• **YOUR INSTRUCTIONS**
Render the records, from the start through the line holding "[(231, 18), (230, 0), (223, 0), (222, 18)]", inclusive, as a two-column CSV with the header text,answer. Give one row per record, with each value in its own quoted field and line breaks turned into spaces.

• **RECORDS SUPPLIED**
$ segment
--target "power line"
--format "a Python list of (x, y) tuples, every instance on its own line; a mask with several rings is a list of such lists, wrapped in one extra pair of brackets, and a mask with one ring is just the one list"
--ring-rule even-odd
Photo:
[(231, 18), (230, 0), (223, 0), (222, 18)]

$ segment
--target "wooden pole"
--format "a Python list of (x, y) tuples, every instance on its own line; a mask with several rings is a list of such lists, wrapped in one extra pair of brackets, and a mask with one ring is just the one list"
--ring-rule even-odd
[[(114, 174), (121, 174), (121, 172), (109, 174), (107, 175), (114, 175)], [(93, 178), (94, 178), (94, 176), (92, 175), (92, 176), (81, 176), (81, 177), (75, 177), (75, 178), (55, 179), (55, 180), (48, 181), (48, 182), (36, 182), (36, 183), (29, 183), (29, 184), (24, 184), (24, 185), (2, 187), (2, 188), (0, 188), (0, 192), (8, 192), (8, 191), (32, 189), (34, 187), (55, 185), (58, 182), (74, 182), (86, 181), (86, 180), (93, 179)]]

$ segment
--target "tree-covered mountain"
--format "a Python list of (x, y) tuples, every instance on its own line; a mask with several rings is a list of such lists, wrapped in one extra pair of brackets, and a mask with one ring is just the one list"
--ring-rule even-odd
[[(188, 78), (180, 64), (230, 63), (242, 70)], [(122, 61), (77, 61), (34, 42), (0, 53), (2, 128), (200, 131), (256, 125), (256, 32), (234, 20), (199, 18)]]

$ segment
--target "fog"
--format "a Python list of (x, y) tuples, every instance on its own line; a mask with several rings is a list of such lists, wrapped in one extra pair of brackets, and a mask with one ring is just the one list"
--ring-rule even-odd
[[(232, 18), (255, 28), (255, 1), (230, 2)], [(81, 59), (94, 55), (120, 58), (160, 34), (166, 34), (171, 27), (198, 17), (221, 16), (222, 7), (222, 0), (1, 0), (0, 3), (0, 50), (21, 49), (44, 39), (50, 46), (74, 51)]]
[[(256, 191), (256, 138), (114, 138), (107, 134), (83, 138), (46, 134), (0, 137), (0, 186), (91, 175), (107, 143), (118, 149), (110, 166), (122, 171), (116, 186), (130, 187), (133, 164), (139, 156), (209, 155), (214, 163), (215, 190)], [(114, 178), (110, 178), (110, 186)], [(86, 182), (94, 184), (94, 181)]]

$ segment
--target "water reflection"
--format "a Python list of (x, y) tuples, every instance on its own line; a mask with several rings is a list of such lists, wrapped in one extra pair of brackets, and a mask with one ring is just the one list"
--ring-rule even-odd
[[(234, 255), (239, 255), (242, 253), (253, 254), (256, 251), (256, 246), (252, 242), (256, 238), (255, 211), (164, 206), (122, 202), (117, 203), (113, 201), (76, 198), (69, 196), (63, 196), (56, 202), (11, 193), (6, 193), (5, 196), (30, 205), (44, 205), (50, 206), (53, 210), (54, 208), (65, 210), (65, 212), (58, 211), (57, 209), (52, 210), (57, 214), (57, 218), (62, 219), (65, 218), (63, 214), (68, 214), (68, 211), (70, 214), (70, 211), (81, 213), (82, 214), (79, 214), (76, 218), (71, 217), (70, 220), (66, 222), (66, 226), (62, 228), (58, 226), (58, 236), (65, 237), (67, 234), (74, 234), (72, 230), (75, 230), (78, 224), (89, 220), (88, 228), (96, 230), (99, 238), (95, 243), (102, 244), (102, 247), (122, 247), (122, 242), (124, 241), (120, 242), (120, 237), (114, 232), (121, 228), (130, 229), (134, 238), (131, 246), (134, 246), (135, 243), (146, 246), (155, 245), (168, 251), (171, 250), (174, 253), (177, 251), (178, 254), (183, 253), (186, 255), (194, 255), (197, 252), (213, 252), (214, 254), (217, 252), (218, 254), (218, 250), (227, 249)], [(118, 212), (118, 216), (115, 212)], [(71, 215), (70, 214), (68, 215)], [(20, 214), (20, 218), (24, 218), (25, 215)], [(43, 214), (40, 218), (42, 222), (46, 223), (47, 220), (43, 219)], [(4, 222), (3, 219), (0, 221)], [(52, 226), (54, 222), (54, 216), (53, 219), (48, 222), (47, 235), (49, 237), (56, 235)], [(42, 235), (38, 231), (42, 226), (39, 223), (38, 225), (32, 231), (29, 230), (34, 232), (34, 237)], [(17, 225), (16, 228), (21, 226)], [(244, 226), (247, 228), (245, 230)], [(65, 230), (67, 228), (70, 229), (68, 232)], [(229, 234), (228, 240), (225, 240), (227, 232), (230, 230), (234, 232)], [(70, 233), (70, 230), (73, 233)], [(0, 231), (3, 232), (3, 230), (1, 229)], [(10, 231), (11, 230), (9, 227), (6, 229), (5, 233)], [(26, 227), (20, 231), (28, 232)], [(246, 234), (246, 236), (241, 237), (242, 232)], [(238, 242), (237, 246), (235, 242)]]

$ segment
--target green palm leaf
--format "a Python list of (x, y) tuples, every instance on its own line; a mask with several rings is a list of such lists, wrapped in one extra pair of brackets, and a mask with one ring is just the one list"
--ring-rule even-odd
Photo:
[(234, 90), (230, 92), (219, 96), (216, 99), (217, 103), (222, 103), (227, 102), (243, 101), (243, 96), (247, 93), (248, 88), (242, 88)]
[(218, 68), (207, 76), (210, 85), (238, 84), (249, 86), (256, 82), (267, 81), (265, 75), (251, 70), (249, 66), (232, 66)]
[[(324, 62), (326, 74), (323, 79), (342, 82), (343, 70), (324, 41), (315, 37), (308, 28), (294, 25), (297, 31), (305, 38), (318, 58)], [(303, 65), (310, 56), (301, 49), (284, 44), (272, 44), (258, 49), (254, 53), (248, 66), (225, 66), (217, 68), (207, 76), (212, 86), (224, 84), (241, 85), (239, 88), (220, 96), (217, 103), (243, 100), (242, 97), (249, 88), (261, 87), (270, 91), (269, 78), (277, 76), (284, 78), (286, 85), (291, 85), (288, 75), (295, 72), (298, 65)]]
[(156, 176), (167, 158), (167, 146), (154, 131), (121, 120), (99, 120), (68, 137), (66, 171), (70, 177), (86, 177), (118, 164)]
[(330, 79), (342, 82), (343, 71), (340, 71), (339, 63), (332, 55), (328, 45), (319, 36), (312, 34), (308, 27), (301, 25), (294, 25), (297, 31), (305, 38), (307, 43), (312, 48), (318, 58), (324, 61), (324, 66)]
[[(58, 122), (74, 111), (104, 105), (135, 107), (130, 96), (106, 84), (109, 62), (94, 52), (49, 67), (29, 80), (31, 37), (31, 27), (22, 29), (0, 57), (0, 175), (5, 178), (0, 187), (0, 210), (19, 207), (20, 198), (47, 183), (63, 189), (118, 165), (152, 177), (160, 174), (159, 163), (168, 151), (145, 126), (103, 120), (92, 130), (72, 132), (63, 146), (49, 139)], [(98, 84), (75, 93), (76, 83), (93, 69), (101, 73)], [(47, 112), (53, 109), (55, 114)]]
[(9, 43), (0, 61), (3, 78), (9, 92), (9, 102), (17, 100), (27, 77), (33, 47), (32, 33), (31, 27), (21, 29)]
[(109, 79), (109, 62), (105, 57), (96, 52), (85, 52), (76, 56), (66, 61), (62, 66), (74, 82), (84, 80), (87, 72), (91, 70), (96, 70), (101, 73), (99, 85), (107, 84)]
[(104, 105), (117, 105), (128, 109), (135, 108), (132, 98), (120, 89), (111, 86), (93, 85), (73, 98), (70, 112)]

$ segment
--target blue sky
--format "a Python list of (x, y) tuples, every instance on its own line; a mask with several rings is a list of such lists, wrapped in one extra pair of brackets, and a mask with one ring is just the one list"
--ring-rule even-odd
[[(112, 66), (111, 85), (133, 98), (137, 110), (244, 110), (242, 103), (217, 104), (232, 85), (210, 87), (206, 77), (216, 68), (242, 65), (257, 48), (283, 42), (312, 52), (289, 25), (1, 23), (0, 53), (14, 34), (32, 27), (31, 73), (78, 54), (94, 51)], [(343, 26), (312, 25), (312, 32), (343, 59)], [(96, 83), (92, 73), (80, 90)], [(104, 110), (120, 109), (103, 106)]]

• **WORKED SOLUTION**
text,answer
"$ segment --target ""power line"" --format ""a Python list of (x, y) tuples, every instance on its own line; a mask with several rings is a list of such lists, wrapped in one extra pair of brackets, and a mask with one ring is just the one list"" --ring-rule even-odd Photo:","[(231, 18), (230, 0), (223, 0), (222, 18)]"